__Brief__. Rewrite the entries below as a two-column CSV with the header "source" and "result", one row per entry. Put each entry's text under "source" and its answer under "result", enclosing every field in double quotes and turning line breaks into spaces.

[begin Input data]

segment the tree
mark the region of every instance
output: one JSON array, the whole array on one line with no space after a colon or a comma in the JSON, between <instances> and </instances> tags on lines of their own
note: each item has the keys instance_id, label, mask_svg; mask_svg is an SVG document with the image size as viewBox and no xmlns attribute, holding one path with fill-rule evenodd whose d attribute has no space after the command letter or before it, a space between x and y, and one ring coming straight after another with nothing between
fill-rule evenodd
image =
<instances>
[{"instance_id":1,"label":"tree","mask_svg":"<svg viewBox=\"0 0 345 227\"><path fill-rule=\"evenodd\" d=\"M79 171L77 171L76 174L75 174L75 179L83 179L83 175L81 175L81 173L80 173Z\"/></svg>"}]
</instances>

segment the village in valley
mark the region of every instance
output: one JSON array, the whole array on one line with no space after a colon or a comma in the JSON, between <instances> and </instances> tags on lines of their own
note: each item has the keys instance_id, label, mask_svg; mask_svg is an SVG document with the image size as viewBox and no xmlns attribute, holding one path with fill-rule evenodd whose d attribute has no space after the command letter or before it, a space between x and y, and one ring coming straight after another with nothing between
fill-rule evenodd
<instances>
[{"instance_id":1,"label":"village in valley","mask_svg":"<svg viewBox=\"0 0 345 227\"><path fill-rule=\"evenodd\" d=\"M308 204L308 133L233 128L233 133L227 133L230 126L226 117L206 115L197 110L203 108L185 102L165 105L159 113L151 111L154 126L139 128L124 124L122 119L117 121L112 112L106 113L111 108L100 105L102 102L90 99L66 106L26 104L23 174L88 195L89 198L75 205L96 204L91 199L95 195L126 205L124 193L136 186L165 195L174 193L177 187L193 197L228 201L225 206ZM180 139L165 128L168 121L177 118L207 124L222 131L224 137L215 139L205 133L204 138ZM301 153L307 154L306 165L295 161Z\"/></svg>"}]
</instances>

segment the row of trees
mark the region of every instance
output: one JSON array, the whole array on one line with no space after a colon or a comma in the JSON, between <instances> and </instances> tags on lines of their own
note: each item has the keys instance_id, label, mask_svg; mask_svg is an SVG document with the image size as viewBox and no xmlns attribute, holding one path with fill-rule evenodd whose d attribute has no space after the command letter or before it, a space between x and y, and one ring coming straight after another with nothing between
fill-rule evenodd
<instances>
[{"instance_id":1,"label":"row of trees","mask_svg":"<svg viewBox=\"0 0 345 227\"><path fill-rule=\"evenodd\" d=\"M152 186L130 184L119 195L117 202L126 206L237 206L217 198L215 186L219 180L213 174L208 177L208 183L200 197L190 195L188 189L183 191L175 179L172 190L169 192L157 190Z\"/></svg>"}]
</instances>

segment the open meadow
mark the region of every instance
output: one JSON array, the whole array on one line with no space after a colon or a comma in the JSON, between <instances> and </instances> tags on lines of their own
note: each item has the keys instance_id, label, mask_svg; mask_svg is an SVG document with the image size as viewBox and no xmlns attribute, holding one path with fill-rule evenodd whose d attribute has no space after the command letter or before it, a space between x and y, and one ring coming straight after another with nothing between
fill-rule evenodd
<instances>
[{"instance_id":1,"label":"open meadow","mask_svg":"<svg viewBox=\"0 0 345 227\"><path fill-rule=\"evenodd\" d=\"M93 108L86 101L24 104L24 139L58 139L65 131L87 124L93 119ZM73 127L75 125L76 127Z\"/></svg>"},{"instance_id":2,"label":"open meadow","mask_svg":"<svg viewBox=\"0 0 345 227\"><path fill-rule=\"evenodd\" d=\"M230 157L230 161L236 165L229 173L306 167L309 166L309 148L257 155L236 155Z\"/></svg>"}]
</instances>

[end Input data]

__Task result__.
source,result
"segment the tree mark the region of every instance output: one JSON array, the whole array on one line with no space after a colon or a comma in the JSON, between <instances> and </instances> tags on lines of their own note: each item has the keys instance_id, label, mask_svg; mask_svg is an SVG document with the image size as viewBox and no xmlns attribute, holding one path with fill-rule evenodd whose d attribute has no space after the command letter or before it, a space between x and y, and one ring coming straight after another with nothing between fill-rule evenodd image =","<instances> [{""instance_id"":1,""label"":""tree"",""mask_svg"":""<svg viewBox=\""0 0 345 227\""><path fill-rule=\""evenodd\"" d=\""M79 171L77 171L76 174L75 174L75 179L83 179L83 175L81 175L81 173L80 173Z\""/></svg>""}] </instances>"
"segment the village in valley mark the region of every instance output: one JSON array, the whole array on one line with no space after a colon or a comma in the JSON, between <instances> and </instances> tags on lines of their own note: each item has the keys instance_id, label, mask_svg; mask_svg is an SVG document with the image size as viewBox and no xmlns attribute, holding one path with fill-rule evenodd whose d attribute has no space after the command letter or before it, a space between x and y, and one ring coming straight after another with nothing between fill-rule evenodd","<instances> [{""instance_id"":1,""label"":""village in valley"",""mask_svg"":""<svg viewBox=\""0 0 345 227\""><path fill-rule=\""evenodd\"" d=\""M308 204L308 133L233 128L233 133L227 133L230 126L226 117L206 115L197 110L203 108L185 102L165 105L159 113L151 111L154 126L139 128L124 124L122 119L117 121L112 112L106 113L111 108L100 105L102 102L90 99L66 106L26 104L23 174L88 195L89 198L75 205L96 204L91 199L95 195L126 205L124 193L136 186L165 195L174 193L177 187L193 197L228 201L225 206ZM180 139L165 128L168 121L177 118L207 124L222 131L224 137L215 139L205 133L204 138ZM301 153L307 154L306 165L295 161Z\""/></svg>""}] </instances>"
"segment the row of trees mark the region of every instance output: one JSON array, the whole array on one line with no space after a colon or a comma in the JSON, between <instances> and </instances> tags on lines of their own note: each item has the keys instance_id, label, mask_svg; mask_svg is an SVG document with the image size as viewBox and no xmlns attribute, holding one path with fill-rule evenodd whose d attribute has no space after the command letter or before it, a space between x and y, and one ring coming straight after another with nothing between fill-rule evenodd","<instances> [{""instance_id"":1,""label"":""row of trees"",""mask_svg"":""<svg viewBox=\""0 0 345 227\""><path fill-rule=\""evenodd\"" d=\""M152 186L130 184L119 195L117 202L126 206L237 206L217 198L215 186L219 180L213 174L208 177L208 183L200 197L190 195L188 189L183 191L175 179L172 190L169 192L157 190Z\""/></svg>""}] </instances>"
"segment the open meadow mark the region of every instance output: one JSON array, the whole array on one line with no space after a colon or a comma in the JSON, between <instances> and </instances> tags on lines of their own note: each item has the keys instance_id, label, mask_svg; mask_svg is an SVG document with the image size as viewBox and no xmlns attribute, holding one path with fill-rule evenodd whose d attribute has no space after the command letter or before it, a space between x and y, and one ring coming straight after another with nothing between fill-rule evenodd","<instances> [{""instance_id"":1,""label"":""open meadow"",""mask_svg"":""<svg viewBox=\""0 0 345 227\""><path fill-rule=\""evenodd\"" d=\""M93 108L86 101L24 104L24 139L58 139L65 131L87 124L93 119ZM73 127L75 125L76 127Z\""/></svg>""},{""instance_id"":2,""label"":""open meadow"",""mask_svg"":""<svg viewBox=\""0 0 345 227\""><path fill-rule=\""evenodd\"" d=\""M230 157L230 161L236 165L229 173L306 167L309 166L309 148L257 155L236 155Z\""/></svg>""}] </instances>"